DO THIS
Copy out every line in full, starting with the line that contains "the duck wing" and going on through the end of the material below, and add -56 to each coordinate in the answers.

INPUT ROWS

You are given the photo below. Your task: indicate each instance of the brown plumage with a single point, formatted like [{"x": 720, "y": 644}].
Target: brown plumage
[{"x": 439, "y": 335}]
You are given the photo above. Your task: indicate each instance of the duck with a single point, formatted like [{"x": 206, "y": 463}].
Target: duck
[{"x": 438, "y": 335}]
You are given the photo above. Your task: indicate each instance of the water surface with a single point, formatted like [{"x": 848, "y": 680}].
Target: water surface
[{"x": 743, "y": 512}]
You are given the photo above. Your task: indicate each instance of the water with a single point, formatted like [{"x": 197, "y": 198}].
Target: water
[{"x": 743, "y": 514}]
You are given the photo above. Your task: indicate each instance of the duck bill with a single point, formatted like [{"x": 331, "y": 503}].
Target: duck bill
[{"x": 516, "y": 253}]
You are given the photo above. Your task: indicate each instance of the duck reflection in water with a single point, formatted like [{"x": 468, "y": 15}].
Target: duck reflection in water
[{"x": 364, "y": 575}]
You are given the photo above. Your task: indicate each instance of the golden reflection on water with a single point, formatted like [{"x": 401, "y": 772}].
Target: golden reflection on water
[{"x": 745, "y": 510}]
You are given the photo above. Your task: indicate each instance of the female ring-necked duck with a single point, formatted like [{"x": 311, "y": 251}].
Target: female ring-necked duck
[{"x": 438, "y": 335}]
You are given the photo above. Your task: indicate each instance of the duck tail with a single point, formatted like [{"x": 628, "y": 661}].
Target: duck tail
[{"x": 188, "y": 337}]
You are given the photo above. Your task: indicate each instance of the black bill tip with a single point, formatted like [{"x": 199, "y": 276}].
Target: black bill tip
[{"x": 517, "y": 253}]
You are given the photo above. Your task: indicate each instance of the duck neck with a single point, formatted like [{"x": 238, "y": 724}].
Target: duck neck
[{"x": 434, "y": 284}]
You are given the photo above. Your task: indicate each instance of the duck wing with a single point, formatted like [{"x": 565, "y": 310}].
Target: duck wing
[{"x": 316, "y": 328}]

WRITTEN RESPONSE
You are given the photo above. Your task: indicate each instance of the duck wing with a single point, formatted like [{"x": 565, "y": 310}].
Target: duck wing
[{"x": 260, "y": 272}]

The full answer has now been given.